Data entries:
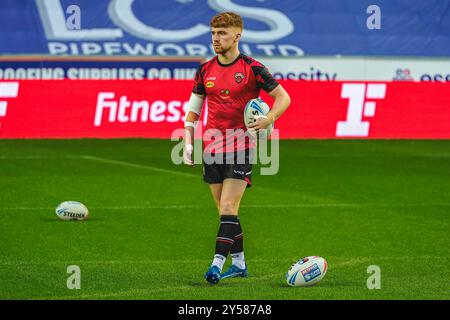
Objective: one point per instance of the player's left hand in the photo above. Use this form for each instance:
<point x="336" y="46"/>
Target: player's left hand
<point x="261" y="122"/>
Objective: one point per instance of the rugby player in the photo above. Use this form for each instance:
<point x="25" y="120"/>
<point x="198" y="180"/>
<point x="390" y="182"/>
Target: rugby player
<point x="229" y="80"/>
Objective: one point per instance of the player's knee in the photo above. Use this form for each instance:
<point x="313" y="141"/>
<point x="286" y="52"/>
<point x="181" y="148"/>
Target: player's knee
<point x="227" y="207"/>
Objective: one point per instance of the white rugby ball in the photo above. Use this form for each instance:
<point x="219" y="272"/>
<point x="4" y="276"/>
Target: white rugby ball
<point x="257" y="107"/>
<point x="307" y="271"/>
<point x="72" y="210"/>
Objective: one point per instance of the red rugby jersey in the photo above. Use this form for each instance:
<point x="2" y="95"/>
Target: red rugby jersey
<point x="228" y="88"/>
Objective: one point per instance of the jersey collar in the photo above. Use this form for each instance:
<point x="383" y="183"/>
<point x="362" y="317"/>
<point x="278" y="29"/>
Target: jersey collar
<point x="229" y="64"/>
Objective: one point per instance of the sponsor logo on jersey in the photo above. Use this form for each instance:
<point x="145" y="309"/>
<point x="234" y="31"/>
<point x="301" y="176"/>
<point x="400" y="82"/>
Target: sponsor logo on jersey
<point x="225" y="93"/>
<point x="239" y="76"/>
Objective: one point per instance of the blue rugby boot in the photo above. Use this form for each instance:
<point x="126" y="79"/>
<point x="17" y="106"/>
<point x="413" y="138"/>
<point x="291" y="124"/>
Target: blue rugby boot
<point x="213" y="275"/>
<point x="234" y="271"/>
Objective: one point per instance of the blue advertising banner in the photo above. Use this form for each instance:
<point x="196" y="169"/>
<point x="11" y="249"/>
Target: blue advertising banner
<point x="181" y="27"/>
<point x="95" y="68"/>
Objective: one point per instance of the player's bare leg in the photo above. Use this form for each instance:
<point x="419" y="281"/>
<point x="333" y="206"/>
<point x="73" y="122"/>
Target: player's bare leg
<point x="232" y="192"/>
<point x="216" y="191"/>
<point x="230" y="236"/>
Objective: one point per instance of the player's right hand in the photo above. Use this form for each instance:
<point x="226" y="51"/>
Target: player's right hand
<point x="187" y="154"/>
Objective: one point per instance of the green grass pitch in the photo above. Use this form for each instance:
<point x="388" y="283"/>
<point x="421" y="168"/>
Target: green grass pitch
<point x="151" y="233"/>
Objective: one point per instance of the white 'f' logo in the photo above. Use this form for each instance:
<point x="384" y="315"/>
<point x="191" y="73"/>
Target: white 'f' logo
<point x="354" y="126"/>
<point x="7" y="90"/>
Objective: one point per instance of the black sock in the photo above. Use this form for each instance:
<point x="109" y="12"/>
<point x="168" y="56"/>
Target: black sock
<point x="229" y="226"/>
<point x="238" y="245"/>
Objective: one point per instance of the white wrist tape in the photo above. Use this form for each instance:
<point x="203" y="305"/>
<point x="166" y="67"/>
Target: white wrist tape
<point x="189" y="124"/>
<point x="195" y="104"/>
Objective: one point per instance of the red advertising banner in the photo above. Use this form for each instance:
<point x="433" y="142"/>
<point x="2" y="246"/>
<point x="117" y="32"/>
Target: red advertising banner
<point x="154" y="108"/>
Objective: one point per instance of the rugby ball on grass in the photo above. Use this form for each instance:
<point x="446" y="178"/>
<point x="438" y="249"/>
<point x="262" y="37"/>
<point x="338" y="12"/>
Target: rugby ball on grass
<point x="307" y="271"/>
<point x="257" y="107"/>
<point x="72" y="210"/>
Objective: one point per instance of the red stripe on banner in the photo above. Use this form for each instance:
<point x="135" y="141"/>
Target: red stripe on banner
<point x="155" y="108"/>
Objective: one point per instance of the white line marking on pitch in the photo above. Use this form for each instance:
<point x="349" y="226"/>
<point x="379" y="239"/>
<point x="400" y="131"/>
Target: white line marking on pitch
<point x="138" y="166"/>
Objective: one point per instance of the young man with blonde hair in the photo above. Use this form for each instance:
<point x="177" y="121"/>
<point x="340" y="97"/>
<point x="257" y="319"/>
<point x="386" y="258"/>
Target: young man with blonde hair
<point x="229" y="80"/>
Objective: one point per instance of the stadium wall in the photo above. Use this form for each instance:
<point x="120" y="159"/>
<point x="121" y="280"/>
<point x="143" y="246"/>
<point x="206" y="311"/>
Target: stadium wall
<point x="155" y="108"/>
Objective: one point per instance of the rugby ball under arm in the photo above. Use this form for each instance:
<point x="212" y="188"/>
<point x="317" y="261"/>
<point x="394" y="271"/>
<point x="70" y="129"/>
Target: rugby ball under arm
<point x="257" y="107"/>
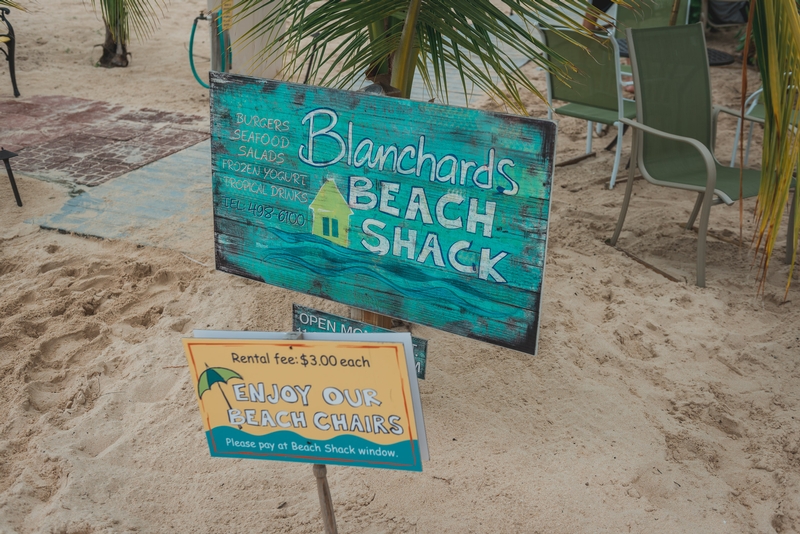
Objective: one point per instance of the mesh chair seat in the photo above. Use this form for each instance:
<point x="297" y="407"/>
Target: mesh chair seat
<point x="673" y="141"/>
<point x="593" y="92"/>
<point x="727" y="178"/>
<point x="595" y="114"/>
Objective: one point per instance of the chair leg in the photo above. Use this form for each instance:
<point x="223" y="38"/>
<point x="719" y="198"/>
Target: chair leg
<point x="791" y="240"/>
<point x="701" y="239"/>
<point x="13" y="183"/>
<point x="695" y="211"/>
<point x="736" y="141"/>
<point x="617" y="156"/>
<point x="749" y="140"/>
<point x="589" y="139"/>
<point x="11" y="46"/>
<point x="628" y="189"/>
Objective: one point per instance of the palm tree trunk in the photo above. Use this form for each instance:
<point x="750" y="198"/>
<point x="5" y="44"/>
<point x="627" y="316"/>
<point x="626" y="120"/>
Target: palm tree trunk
<point x="115" y="52"/>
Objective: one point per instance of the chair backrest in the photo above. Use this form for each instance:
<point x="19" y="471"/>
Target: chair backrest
<point x="673" y="91"/>
<point x="597" y="81"/>
<point x="649" y="14"/>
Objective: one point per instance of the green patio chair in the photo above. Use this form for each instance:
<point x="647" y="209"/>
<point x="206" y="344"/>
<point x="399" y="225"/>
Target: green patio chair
<point x="649" y="14"/>
<point x="593" y="93"/>
<point x="674" y="132"/>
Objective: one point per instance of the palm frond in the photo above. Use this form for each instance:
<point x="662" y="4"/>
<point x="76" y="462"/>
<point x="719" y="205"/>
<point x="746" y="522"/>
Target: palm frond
<point x="126" y="17"/>
<point x="478" y="40"/>
<point x="11" y="3"/>
<point x="776" y="34"/>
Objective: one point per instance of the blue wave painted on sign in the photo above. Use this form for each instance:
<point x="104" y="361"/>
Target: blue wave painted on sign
<point x="349" y="262"/>
<point x="285" y="445"/>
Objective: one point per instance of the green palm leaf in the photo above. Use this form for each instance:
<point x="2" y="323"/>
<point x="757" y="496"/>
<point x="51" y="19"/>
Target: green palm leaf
<point x="124" y="17"/>
<point x="390" y="39"/>
<point x="776" y="34"/>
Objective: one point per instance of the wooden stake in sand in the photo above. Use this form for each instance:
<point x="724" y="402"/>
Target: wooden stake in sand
<point x="325" y="500"/>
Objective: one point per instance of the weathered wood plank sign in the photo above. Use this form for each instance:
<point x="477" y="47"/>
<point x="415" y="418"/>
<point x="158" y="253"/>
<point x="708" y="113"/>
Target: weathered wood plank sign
<point x="310" y="320"/>
<point x="433" y="214"/>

- _ACTION ITEM_:
Repeat the records above exactly, omitting every picture.

- _RESPONSE TO THE TASK_:
Objective: one point per instance of the player's left hand in the photo above. Use this form for each instance:
<point x="336" y="46"/>
Target: player's left hand
<point x="261" y="122"/>
Objective: one point per instance of the rugby player in the photo above. Use this form for each instance:
<point x="25" y="120"/>
<point x="198" y="180"/>
<point x="390" y="182"/>
Target: rugby player
<point x="229" y="80"/>
Objective: one point per instance of the player's knee in the photo above. Use this form for each instance:
<point x="313" y="141"/>
<point x="286" y="52"/>
<point x="181" y="148"/>
Target: player's knee
<point x="227" y="207"/>
Objective: one point per instance of the white rugby ball in the photo above. Use this form for each instance:
<point x="219" y="272"/>
<point x="4" y="276"/>
Target: white rugby ball
<point x="257" y="107"/>
<point x="307" y="271"/>
<point x="72" y="210"/>
Objective: one point per instance of the red rugby jersey in the photo above. Use this form for each instance:
<point x="2" y="95"/>
Target: red rugby jersey
<point x="228" y="88"/>
Objective: one point per instance of the jersey collar in the photo above. Use this form for each instance:
<point x="383" y="183"/>
<point x="362" y="317"/>
<point x="278" y="29"/>
Target: jersey collar
<point x="229" y="64"/>
Objective: one point per instance of the sponsor logo on jersey in the photo above. Use this form for each instance:
<point x="145" y="309"/>
<point x="234" y="31"/>
<point x="301" y="176"/>
<point x="400" y="82"/>
Target: sponsor logo on jersey
<point x="225" y="93"/>
<point x="239" y="76"/>
Objective: one point per instance of the blue rugby boot in the photo above. Use this form for each instance:
<point x="126" y="79"/>
<point x="17" y="106"/>
<point x="413" y="138"/>
<point x="291" y="124"/>
Target: blue rugby boot
<point x="213" y="275"/>
<point x="234" y="271"/>
Objective: one point per instance of the blue advertising banner in the photo above. Use this form for each instance:
<point x="196" y="169"/>
<point x="11" y="249"/>
Target: blue advertising banner
<point x="181" y="27"/>
<point x="95" y="68"/>
Objective: one point per instance of the player's bare leg in the photo above. Use this form for each instance:
<point x="419" y="281"/>
<point x="333" y="206"/>
<point x="73" y="122"/>
Target: player's bare leg
<point x="232" y="192"/>
<point x="216" y="191"/>
<point x="230" y="236"/>
Objective: one point per instance of the player's right hand in the photo above. Use this form for each instance:
<point x="226" y="51"/>
Target: player's right hand
<point x="187" y="154"/>
Objective: one point per instance of the green grass pitch in the photo above. Use this form for each instance:
<point x="388" y="283"/>
<point x="421" y="168"/>
Target: green grass pitch
<point x="151" y="233"/>
Objective: one point per instance of the white 'f' logo in the photo above. Use this form for each instance:
<point x="384" y="315"/>
<point x="191" y="73"/>
Target: white 'f' logo
<point x="354" y="126"/>
<point x="7" y="90"/>
Objective: one point per instance of the black sock in the photo above. Use this form for each instance:
<point x="109" y="12"/>
<point x="168" y="56"/>
Target: black sock
<point x="229" y="226"/>
<point x="238" y="245"/>
Objective: one point per instance of the white wrist tape in the photo above. Use this form for each instance:
<point x="203" y="305"/>
<point x="166" y="67"/>
Target: white wrist tape
<point x="189" y="124"/>
<point x="195" y="104"/>
Objective: one point per instance of the red advertising banner in the photo above. Use this form for each instance:
<point x="433" y="142"/>
<point x="2" y="246"/>
<point x="117" y="32"/>
Target: red advertising banner
<point x="154" y="108"/>
Objective: one point per instance of the rugby ball on grass in the photo above. Use this form for each instance:
<point x="446" y="178"/>
<point x="438" y="249"/>
<point x="262" y="37"/>
<point x="338" y="12"/>
Target: rugby ball on grass
<point x="307" y="271"/>
<point x="257" y="107"/>
<point x="72" y="210"/>
Objective: one point per instance of the red stripe on banner in the photo above. Use this form for each instance:
<point x="135" y="141"/>
Target: red stripe on banner
<point x="155" y="108"/>
Objective: one point per instance of the white line marking on pitch in the photo above. Use this form for each instance:
<point x="349" y="226"/>
<point x="379" y="239"/>
<point x="400" y="131"/>
Target: white line marking on pitch
<point x="138" y="166"/>
Objective: one point per instance of the young man with blonde hair in the photo above. Use this form for each instance:
<point x="177" y="121"/>
<point x="340" y="97"/>
<point x="257" y="319"/>
<point x="386" y="258"/>
Target: young man with blonde hair
<point x="229" y="80"/>
Objective: one point per instance of the stadium wall in the photo above. Use this form for each instance:
<point x="120" y="159"/>
<point x="121" y="280"/>
<point x="143" y="246"/>
<point x="206" y="311"/>
Target: stadium wall
<point x="155" y="108"/>
Objective: one point per instance of the rugby ball under arm in the photo above. Use this form for each instance:
<point x="212" y="188"/>
<point x="317" y="261"/>
<point x="394" y="271"/>
<point x="70" y="129"/>
Target: rugby ball under arm
<point x="257" y="107"/>
Objective: one point per instance of the mesh chair seat in the photo above. Use this form for each instance:
<point x="297" y="407"/>
Target: mesh chair seat
<point x="673" y="141"/>
<point x="593" y="92"/>
<point x="727" y="178"/>
<point x="595" y="114"/>
Objective: one point per instance of the chair leg in the photo above. Use this form for each instance:
<point x="223" y="38"/>
<point x="719" y="198"/>
Target: chair leg
<point x="791" y="240"/>
<point x="701" y="239"/>
<point x="13" y="183"/>
<point x="695" y="211"/>
<point x="736" y="141"/>
<point x="617" y="156"/>
<point x="749" y="140"/>
<point x="589" y="139"/>
<point x="11" y="46"/>
<point x="628" y="189"/>
Objective: one point per instance of the palm tree trunk in the photo above. Use this form for each instance:
<point x="750" y="198"/>
<point x="5" y="44"/>
<point x="627" y="316"/>
<point x="626" y="120"/>
Target: palm tree trunk
<point x="115" y="52"/>
Objective: one point per instance of the chair backrest in the photo above. Use this form for each instance:
<point x="19" y="471"/>
Target: chair backrest
<point x="673" y="91"/>
<point x="597" y="81"/>
<point x="649" y="14"/>
Objective: one point per instance of the green patio chair in the photo above. Use this form for each instance:
<point x="647" y="209"/>
<point x="206" y="344"/>
<point x="399" y="225"/>
Target: green patio chair
<point x="649" y="14"/>
<point x="593" y="93"/>
<point x="674" y="132"/>
Objective: one point per instance of the palm frond in the photo above. Use this form for each instance:
<point x="662" y="4"/>
<point x="76" y="462"/>
<point x="719" y="205"/>
<point x="746" y="522"/>
Target: palm frond
<point x="126" y="17"/>
<point x="478" y="40"/>
<point x="11" y="3"/>
<point x="776" y="34"/>
Objective: one point per instance of the blue wave painted on sign in the photo above. Use this form for each instance:
<point x="104" y="361"/>
Target: blue wave painted on sign
<point x="349" y="262"/>
<point x="285" y="445"/>
Objective: one point per instance of the green palm leaf in the photo above. Use this form for each instance:
<point x="2" y="323"/>
<point x="757" y="496"/>
<point x="51" y="19"/>
Target: green palm leaf
<point x="124" y="17"/>
<point x="390" y="39"/>
<point x="776" y="34"/>
Objective: one point per instance of the wooden stake in sand in the photo above. Use this form for each instance:
<point x="724" y="402"/>
Target: wooden stake in sand
<point x="325" y="500"/>
Objective: one point per instance of the weathered wood plank sign in the photo above. Use this form for each instance:
<point x="477" y="47"/>
<point x="415" y="418"/>
<point x="158" y="253"/>
<point x="708" y="113"/>
Target: weathered wood plank sign
<point x="310" y="320"/>
<point x="433" y="214"/>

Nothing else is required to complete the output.